_Image point grounding data_:
=== Section Start ===

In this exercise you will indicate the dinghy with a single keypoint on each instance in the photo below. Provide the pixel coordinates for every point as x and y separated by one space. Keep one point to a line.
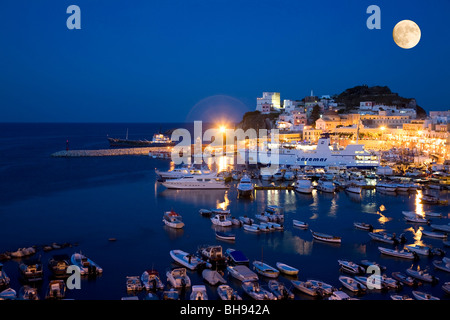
265 270
300 224
151 280
254 290
422 275
86 265
198 293
242 273
280 291
398 253
419 295
225 292
187 260
178 278
284 268
213 277
352 284
325 237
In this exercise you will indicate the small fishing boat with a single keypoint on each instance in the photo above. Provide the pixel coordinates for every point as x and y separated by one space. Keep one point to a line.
213 255
227 236
305 287
56 290
446 287
280 291
186 259
352 284
205 212
86 265
350 267
133 284
441 227
400 297
398 253
422 275
322 287
173 220
246 220
242 273
363 226
4 279
58 264
213 277
419 295
28 293
254 290
405 279
422 250
300 224
325 237
415 219
198 293
251 228
265 270
432 234
236 257
284 268
178 278
171 294
151 280
225 292
32 270
441 265
221 220
8 294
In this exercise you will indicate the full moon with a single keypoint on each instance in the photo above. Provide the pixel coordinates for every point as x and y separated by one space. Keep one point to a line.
406 34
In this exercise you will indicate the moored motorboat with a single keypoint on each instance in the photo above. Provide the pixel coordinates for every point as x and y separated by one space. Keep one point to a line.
265 270
350 267
213 277
151 280
173 220
186 259
286 269
398 253
300 224
198 293
178 278
325 237
225 292
86 265
254 290
242 273
422 275
279 290
419 295
352 284
56 290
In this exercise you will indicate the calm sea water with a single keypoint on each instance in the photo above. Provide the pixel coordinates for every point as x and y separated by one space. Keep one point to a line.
86 201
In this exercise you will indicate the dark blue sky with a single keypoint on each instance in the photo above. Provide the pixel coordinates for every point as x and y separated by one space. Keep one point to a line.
169 61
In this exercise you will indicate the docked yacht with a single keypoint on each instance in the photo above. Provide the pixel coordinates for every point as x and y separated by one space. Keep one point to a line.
323 155
201 181
303 185
245 187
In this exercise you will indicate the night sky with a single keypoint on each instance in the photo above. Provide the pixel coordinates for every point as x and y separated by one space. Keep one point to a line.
185 60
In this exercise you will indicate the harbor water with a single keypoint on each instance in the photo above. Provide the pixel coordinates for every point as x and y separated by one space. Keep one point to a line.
88 202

=== Section End ===

_WORK ORDER_:
Word for word, repeat the data above with the pictures left out.

_RESPONSE TO THIS EXERCISE_:
In this exercise you will indicate the dinghy with a single keypoint on each instance in the photo below. Provide the pixel coordinates for every point as x and y separated by one space. Keep one point to a line.
265 270
300 224
151 280
254 290
422 275
86 265
198 293
242 273
280 291
398 253
419 295
225 292
187 260
178 278
284 268
213 277
352 284
325 237
In this exercise you will indicate the small fishing boat with a single keypoint on each instance in the photo above. Provide the pixel coordinates for every point as x and y separated by one space. Keep one point to a line.
213 255
227 236
305 287
56 290
446 287
280 291
186 259
352 284
205 212
86 265
350 267
133 284
441 227
400 297
398 253
422 275
322 287
173 220
246 220
242 273
363 226
4 279
58 264
213 277
419 295
28 293
254 290
405 279
422 250
300 224
325 237
415 219
198 293
251 228
265 270
432 234
236 257
284 268
178 278
171 294
151 280
225 292
32 270
441 265
221 220
8 294
In this exercise you will indicate the full moon with a single keypoint on each instance in the photo above. Provide the pixel coordinates for every point as x and y separated by one space. Keep one point to a line.
406 34
In this exercise you will indicate the moored motorboat with a single keypoint on each instance in the photo above. Provide the pixel coordinates for every point as x and y separated by one space. Keep one point to a line.
265 270
350 267
213 277
151 280
173 220
186 259
286 269
398 253
300 224
198 293
178 278
325 237
225 292
86 265
254 290
242 273
422 275
279 290
419 295
352 284
56 290
In this exercise you will indicate the calm sea water with a single keypoint on each instance in the photo above. Provide the pixel coordinates for every point as x and y separated by one space. Keep one point to a line.
86 201
In this exercise you will indicate the dark blue sky with a single keypoint on each instance in the photo above. Provide the pixel coordinates for every point as x and y separated by one space. Keep one point to a line.
169 61
In this exercise you will indicate the docked yacht with a single keypoint on each instance in the photo above. Provide the pixel coordinates for every point as x and y separated by one space. Keep one point to a line.
323 155
201 181
303 185
245 187
In this exercise you will indicate the night sky with a single keypoint on each instance in the photo above. Provide the pixel coordinates for every point as x and y separated by one space. Keep one point to a line.
185 60
In this exercise you will indicate the harbor water with a single keypoint on each instance in the photo above. Provide the pixel coordinates for every point as x and y separated by one space. Keep one point to a line.
88 202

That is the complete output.